SOURCE EXCERPT:
Clear even in Willem de Kooning's earlier work, in the beautiful pants on "Seated Man" and in the pretty, pensive "Portrait of Elaine" is his uncanny talent for dynamic composition, an ability to deliver serenity and the verge of madness in the same package. So it is only natural that his shift from realism to abstraction was graceful, intelligent. Just a few years later, in his early 1940s portraits of men and women where deliberately articulated design elements and limbs float on color-blocked fields of turquoise, yellow, pink, de Kooning would already be the de Kooning we know.

This is also the period in which Elaine, who would become de Kooning's wife, morphs into the painter's better-known women of the early forties. I think even 1944's famous "Pink Lady" looks an awful lot like her. These ethereal, amorphous women will have her eyes as long as they have eyes at all. Even without exception of the famous black-and-whitening of his paintings that took place after his term at Black Mountain College (fine, let’s except a couple of paintings, 1951's "Untitled," and other sapolin on enamel works), his color palate remains recognizable. Pinky, fleshy tones he used in the forties and fifties populate a plurality of paintings in the show. Familiar slatherings of yellows and turquoises offset the human tones.

in East Hampton, 1953

A retrospective at a major museum is an interesting tribute, especially when a very famous artist is involved. What would be a more natural way to demonstrate that artist’s value, his mark on the world, than to guarantee he join the immortals as really, tremendously important? The homage is a function of, or will almost certainly result in, a critical reevaluation and revision of cultural memory of the artist exhibited. It makes a mark on a personal level too. Pacing madly around galleries that claim to contain a complete record of a great artist’s career, one can’t help but wonder what it means that immortality can be distilled in such a way or what it means to be so close to it.

DATA SUPPLIED:
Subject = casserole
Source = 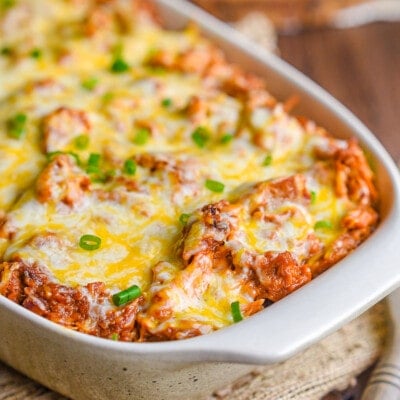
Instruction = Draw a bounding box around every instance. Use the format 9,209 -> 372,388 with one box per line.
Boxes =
1,2 -> 399,398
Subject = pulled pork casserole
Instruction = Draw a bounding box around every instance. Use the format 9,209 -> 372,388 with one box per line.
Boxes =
0,0 -> 378,341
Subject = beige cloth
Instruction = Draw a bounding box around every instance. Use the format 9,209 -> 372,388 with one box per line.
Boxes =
0,303 -> 388,400
212,303 -> 388,400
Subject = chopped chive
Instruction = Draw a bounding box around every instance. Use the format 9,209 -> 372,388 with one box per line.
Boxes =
0,47 -> 12,56
46,151 -> 81,165
8,114 -> 28,139
161,98 -> 172,108
79,235 -> 101,251
263,154 -> 272,167
192,126 -> 210,149
102,92 -> 114,103
206,179 -> 225,193
30,49 -> 42,59
74,135 -> 90,150
221,133 -> 233,144
231,301 -> 243,322
81,76 -> 99,90
124,159 -> 136,175
111,57 -> 129,74
133,128 -> 150,146
314,220 -> 333,229
310,190 -> 317,204
179,214 -> 190,225
112,285 -> 142,307
86,153 -> 101,174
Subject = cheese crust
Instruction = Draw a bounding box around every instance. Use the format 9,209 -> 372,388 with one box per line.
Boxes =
0,0 -> 378,341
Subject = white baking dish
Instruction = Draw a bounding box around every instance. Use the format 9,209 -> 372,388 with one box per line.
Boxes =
0,0 -> 400,400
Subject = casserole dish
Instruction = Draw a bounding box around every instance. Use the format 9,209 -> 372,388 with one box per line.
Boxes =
0,1 -> 400,399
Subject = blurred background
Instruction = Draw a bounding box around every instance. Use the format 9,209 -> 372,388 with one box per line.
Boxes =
192,0 -> 400,400
192,0 -> 400,161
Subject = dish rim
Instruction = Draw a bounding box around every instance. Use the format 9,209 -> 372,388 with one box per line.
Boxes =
0,0 -> 400,364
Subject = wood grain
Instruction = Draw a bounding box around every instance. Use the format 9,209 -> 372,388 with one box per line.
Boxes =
279,22 -> 400,160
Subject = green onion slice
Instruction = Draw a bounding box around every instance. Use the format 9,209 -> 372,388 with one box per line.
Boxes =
133,128 -> 150,146
206,179 -> 225,193
221,133 -> 234,144
263,154 -> 272,167
161,98 -> 172,108
310,190 -> 317,204
179,214 -> 190,225
86,153 -> 101,174
231,301 -> 243,322
314,220 -> 333,229
111,57 -> 129,74
46,151 -> 81,166
74,135 -> 90,150
112,285 -> 142,307
79,235 -> 101,251
192,126 -> 210,149
124,159 -> 136,175
8,113 -> 28,139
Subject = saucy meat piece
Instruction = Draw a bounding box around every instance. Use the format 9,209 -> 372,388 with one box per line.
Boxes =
36,154 -> 90,207
0,261 -> 143,341
43,107 -> 91,153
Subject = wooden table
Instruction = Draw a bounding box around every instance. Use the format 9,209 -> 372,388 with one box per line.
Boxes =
279,22 -> 400,160
192,2 -> 400,400
279,19 -> 400,400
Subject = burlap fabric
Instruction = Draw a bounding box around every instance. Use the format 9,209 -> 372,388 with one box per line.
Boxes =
0,303 -> 388,400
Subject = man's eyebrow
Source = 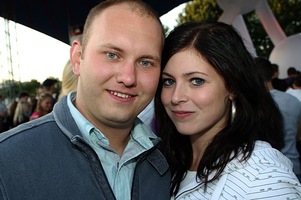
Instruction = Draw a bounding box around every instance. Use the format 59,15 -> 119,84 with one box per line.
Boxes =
99,43 -> 124,52
99,43 -> 161,61
141,55 -> 161,61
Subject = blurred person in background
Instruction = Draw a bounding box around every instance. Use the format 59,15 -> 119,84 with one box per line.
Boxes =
30,93 -> 53,120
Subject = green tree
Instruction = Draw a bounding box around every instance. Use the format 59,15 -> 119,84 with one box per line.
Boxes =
177,0 -> 301,57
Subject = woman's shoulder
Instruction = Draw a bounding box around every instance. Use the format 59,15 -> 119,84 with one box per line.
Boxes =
222,141 -> 301,199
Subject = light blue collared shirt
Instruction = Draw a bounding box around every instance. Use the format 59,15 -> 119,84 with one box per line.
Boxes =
67,92 -> 157,200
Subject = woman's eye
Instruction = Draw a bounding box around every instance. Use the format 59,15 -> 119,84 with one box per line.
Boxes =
140,60 -> 152,67
162,78 -> 175,86
191,78 -> 205,86
107,52 -> 117,59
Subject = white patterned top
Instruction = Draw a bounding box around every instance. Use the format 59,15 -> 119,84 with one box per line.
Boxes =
171,141 -> 301,200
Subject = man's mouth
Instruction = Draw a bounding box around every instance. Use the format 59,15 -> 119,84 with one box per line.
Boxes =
110,91 -> 132,99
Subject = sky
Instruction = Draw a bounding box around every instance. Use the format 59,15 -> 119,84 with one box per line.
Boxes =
0,3 -> 185,83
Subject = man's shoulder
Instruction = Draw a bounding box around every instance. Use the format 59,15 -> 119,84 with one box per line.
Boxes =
0,115 -> 54,145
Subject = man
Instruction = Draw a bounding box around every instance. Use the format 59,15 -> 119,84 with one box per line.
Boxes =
0,0 -> 170,200
255,57 -> 301,181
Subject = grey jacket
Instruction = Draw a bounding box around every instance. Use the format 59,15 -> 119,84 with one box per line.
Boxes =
0,97 -> 170,200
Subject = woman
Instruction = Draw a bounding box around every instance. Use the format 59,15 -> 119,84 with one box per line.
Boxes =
155,22 -> 301,199
30,93 -> 53,120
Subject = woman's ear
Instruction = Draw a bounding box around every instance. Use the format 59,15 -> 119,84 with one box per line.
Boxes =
70,40 -> 82,76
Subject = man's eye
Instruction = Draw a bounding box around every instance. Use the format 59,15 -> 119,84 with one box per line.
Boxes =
107,52 -> 117,59
162,78 -> 175,86
140,60 -> 152,67
191,78 -> 205,86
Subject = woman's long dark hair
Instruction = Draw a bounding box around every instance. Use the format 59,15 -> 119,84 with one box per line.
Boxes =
155,22 -> 283,194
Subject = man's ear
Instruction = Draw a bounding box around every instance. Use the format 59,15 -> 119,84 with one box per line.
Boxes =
229,92 -> 236,101
70,40 -> 82,76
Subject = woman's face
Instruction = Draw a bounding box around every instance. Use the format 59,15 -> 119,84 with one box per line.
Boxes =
41,97 -> 52,112
161,49 -> 231,138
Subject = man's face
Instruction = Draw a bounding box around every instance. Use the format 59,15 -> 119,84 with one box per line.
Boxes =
72,5 -> 163,130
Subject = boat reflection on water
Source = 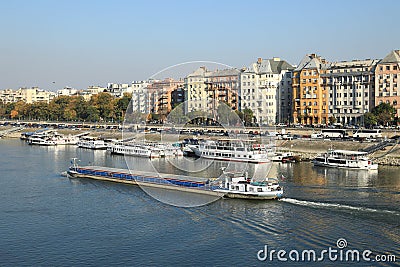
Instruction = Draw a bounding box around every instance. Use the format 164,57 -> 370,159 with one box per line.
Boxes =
313,164 -> 378,187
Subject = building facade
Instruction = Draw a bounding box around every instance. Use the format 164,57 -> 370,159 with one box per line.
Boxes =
375,50 -> 400,117
184,67 -> 240,114
0,87 -> 57,104
239,57 -> 294,125
321,59 -> 378,125
147,78 -> 183,122
292,54 -> 329,125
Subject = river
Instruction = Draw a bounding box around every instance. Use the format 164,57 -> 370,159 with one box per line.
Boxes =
0,139 -> 400,266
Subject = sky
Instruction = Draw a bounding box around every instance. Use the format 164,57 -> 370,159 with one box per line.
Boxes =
0,0 -> 400,91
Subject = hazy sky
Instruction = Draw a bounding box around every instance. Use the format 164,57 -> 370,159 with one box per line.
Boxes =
0,0 -> 400,90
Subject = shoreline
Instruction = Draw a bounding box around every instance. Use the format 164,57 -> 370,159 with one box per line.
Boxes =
0,127 -> 400,166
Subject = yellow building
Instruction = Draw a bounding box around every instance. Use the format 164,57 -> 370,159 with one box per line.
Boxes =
375,50 -> 400,117
292,54 -> 329,125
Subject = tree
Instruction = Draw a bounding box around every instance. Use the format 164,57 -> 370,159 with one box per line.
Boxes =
89,92 -> 115,121
329,116 -> 337,125
187,110 -> 208,124
364,112 -> 378,128
242,108 -> 254,126
87,106 -> 100,122
114,93 -> 132,121
371,103 -> 396,125
217,101 -> 239,125
167,104 -> 189,124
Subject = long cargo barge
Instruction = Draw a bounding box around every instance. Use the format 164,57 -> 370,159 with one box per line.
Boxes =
67,165 -> 224,196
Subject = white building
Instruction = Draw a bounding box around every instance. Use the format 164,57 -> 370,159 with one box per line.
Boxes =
321,59 -> 379,125
0,87 -> 57,104
184,67 -> 208,114
57,86 -> 79,96
127,81 -> 152,114
239,57 -> 294,125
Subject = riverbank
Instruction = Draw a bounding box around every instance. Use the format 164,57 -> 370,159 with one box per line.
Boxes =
0,127 -> 400,166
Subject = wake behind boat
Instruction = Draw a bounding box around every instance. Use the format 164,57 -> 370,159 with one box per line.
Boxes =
313,149 -> 378,170
214,172 -> 283,200
189,139 -> 272,163
66,158 -> 283,200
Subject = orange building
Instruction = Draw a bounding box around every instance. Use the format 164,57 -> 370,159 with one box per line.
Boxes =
147,78 -> 183,121
292,54 -> 329,125
375,50 -> 400,117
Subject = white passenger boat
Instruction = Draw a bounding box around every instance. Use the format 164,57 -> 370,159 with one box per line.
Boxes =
313,149 -> 378,170
77,137 -> 107,150
107,142 -> 161,158
270,151 -> 296,163
214,172 -> 283,200
27,136 -> 57,146
189,139 -> 271,163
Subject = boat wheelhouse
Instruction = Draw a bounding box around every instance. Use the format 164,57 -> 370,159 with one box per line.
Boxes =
77,137 -> 107,150
108,142 -> 161,158
189,139 -> 272,163
313,149 -> 378,170
215,172 -> 283,200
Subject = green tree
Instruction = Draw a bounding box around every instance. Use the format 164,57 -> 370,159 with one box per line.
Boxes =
187,110 -> 208,125
364,112 -> 378,128
217,102 -> 239,125
242,108 -> 254,126
114,93 -> 133,121
329,116 -> 337,125
167,104 -> 189,124
73,96 -> 89,121
371,103 -> 396,125
89,92 -> 115,121
86,106 -> 100,122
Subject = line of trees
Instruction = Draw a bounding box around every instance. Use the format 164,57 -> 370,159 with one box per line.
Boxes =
0,92 -> 132,122
0,92 -> 254,126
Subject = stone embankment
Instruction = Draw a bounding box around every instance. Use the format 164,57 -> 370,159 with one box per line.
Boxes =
277,139 -> 400,166
0,127 -> 400,166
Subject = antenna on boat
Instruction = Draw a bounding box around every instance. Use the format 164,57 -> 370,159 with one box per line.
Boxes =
71,158 -> 80,169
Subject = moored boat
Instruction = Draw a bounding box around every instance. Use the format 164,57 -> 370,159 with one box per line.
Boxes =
189,139 -> 271,163
215,172 -> 283,200
77,137 -> 107,150
313,149 -> 378,170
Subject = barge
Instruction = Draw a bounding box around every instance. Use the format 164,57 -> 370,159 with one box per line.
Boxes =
66,159 -> 283,200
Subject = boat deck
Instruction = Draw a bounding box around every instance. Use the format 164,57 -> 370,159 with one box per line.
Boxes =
70,166 -> 223,196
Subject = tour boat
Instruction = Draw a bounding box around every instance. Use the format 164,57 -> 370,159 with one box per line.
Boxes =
270,151 -> 296,163
313,149 -> 378,170
107,142 -> 161,158
214,171 -> 283,200
189,139 -> 271,163
78,137 -> 107,150
27,136 -> 57,146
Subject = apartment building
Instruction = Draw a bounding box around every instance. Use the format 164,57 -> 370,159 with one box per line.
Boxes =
375,50 -> 400,117
321,59 -> 379,125
239,57 -> 294,125
184,67 -> 240,114
147,78 -> 183,121
292,54 -> 329,124
131,81 -> 152,114
0,87 -> 57,104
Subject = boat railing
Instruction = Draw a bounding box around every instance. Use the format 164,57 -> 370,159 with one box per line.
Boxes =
77,168 -> 220,190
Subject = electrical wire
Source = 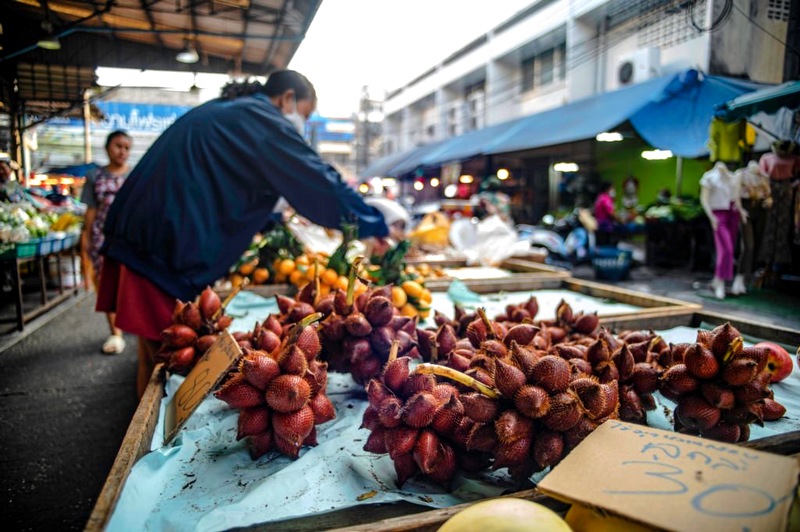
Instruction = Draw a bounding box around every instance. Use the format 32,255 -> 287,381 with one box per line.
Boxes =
686,0 -> 733,33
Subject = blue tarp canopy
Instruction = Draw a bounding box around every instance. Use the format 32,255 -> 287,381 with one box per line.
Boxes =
630,70 -> 765,159
362,70 -> 764,177
714,81 -> 800,122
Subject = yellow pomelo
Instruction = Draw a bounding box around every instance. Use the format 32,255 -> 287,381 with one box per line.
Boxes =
439,497 -> 571,532
565,504 -> 655,532
400,281 -> 424,299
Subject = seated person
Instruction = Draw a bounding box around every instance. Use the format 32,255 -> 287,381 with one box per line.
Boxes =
594,181 -> 622,245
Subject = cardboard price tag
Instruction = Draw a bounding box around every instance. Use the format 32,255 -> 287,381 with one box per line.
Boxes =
538,421 -> 800,532
164,330 -> 242,444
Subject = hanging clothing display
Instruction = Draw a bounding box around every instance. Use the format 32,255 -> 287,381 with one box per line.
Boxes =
708,118 -> 747,163
700,162 -> 741,284
758,150 -> 800,265
734,161 -> 772,278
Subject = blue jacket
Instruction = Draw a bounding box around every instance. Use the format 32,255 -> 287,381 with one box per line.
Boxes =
101,94 -> 388,300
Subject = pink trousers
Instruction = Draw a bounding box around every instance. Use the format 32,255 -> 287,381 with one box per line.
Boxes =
714,209 -> 739,281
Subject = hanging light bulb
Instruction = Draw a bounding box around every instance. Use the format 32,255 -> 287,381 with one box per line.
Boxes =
189,72 -> 200,94
175,39 -> 200,64
36,20 -> 61,50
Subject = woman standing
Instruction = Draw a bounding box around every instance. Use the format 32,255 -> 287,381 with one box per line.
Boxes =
81,131 -> 131,355
96,70 -> 389,395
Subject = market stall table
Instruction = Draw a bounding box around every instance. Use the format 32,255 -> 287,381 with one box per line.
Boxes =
0,234 -> 79,331
88,283 -> 800,530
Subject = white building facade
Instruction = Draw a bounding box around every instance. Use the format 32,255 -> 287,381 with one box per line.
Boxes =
381,0 -> 792,156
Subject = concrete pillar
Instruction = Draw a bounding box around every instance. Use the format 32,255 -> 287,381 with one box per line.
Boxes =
485,60 -> 520,126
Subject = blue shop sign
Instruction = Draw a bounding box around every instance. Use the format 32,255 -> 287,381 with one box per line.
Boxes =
41,102 -> 192,133
95,102 -> 192,133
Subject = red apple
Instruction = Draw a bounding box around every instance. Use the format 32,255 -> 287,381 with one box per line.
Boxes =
755,342 -> 794,382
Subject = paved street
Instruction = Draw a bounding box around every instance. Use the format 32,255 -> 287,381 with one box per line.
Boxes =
0,267 -> 800,530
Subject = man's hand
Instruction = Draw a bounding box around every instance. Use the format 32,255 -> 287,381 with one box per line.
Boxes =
739,209 -> 750,224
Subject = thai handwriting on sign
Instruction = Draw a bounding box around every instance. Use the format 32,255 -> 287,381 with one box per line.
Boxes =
174,331 -> 242,436
176,368 -> 212,412
605,423 -> 794,520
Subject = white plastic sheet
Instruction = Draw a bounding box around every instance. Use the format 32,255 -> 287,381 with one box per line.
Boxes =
108,292 -> 800,531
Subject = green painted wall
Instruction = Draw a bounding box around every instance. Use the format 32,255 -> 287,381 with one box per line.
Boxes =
595,138 -> 712,205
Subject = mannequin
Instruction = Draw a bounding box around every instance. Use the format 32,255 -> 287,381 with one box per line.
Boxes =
758,140 -> 800,280
731,161 -> 772,294
700,161 -> 747,299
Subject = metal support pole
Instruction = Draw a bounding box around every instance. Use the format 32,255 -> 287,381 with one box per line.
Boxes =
83,90 -> 92,164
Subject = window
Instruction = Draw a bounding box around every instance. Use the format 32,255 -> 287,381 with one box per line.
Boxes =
539,49 -> 555,85
522,57 -> 536,92
767,0 -> 791,22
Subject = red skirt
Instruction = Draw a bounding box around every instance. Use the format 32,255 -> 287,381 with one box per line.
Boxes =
95,257 -> 176,341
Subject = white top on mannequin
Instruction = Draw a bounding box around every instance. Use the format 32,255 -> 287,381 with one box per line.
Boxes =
734,161 -> 772,200
700,161 -> 747,230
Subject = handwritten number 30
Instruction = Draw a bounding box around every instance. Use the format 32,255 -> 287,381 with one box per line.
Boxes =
606,460 -> 777,518
607,460 -> 689,495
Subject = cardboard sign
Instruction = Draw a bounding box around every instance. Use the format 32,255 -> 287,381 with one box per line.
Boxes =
164,330 -> 242,444
538,421 -> 800,532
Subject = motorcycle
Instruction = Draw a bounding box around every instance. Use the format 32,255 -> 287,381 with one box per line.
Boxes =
517,208 -> 596,269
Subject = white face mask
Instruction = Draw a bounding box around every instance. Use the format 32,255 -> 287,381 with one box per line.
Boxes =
283,100 -> 306,137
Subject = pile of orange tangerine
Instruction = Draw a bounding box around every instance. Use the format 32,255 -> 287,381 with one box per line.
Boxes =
229,253 -> 443,319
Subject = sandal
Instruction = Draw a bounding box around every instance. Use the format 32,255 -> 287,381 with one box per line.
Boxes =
103,334 -> 125,355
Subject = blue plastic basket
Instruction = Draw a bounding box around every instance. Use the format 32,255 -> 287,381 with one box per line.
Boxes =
592,247 -> 633,281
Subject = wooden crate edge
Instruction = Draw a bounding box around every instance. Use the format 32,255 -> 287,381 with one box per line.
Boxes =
85,364 -> 164,532
324,431 -> 800,532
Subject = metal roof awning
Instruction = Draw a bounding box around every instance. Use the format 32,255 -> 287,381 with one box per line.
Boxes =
0,0 -> 322,122
364,69 -> 763,177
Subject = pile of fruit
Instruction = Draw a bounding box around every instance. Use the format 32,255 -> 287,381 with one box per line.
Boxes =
214,314 -> 336,460
362,300 -> 785,488
166,270 -> 792,478
156,287 -> 236,375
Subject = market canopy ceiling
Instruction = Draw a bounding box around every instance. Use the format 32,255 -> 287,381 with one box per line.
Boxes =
0,0 -> 322,121
362,69 -> 764,177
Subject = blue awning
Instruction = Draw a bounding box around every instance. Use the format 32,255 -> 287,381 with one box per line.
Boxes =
630,70 -> 764,158
714,81 -> 800,122
488,76 -> 673,154
364,70 -> 764,176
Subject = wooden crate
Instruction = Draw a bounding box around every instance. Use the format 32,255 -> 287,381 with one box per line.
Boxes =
86,310 -> 800,532
216,258 -> 570,299
406,250 -> 547,268
429,272 -> 702,324
425,258 -> 571,293
86,364 -> 165,531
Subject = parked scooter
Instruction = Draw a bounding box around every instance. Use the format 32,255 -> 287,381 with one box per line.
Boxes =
517,208 -> 596,269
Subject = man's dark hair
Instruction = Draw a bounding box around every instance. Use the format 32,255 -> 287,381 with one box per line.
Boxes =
221,70 -> 317,100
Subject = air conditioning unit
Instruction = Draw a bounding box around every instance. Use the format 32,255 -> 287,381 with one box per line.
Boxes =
616,46 -> 661,86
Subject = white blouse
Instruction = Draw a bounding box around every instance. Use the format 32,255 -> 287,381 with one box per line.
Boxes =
700,163 -> 741,211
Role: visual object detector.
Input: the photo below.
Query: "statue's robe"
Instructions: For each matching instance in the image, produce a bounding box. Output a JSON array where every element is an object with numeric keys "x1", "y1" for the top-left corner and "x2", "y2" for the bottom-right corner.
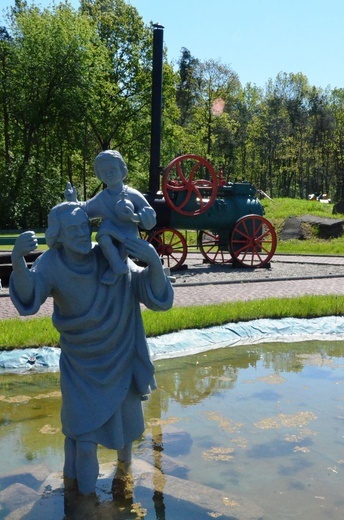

SHORT PROBLEM 1:
Answer from the de Kooning review:
(a) In what year is "Pink Lady" dated?
(b) After his term at which college did the black-and-whitening of his paintings take place?
(c) Which three colors are named for the color-blocked fields in his early 1940s portraits?
SHORT PROBLEM 2: Reproduce word for word the passage of the de Kooning review that opens with the words containing "A retrospective at" and closes with "close to it.".
The items were drawn from a different source than the de Kooning review.

PROBLEM SOLUTION 1:
(a) 1944
(b) Black Mountain College
(c) Turquoise, yellow, and pink

PROBLEM SOLUTION 2:
A retrospective at a major museum is an interesting tribute, especially when a very famous artist is involved. What would be a more natural way to demonstrate that artist’s value, his mark on the world, than to guarantee he join the immortals as really, tremendously important? The homage is a function of, or will almost certainly result in, a critical reevaluation and revision of cultural memory of the artist exhibited. It makes a mark on a personal level too. Pacing madly around galleries that claim to contain a complete record of a great artist’s career, one can’t help but wonder what it means that immortality can be distilled in such a way or what it means to be so close to it.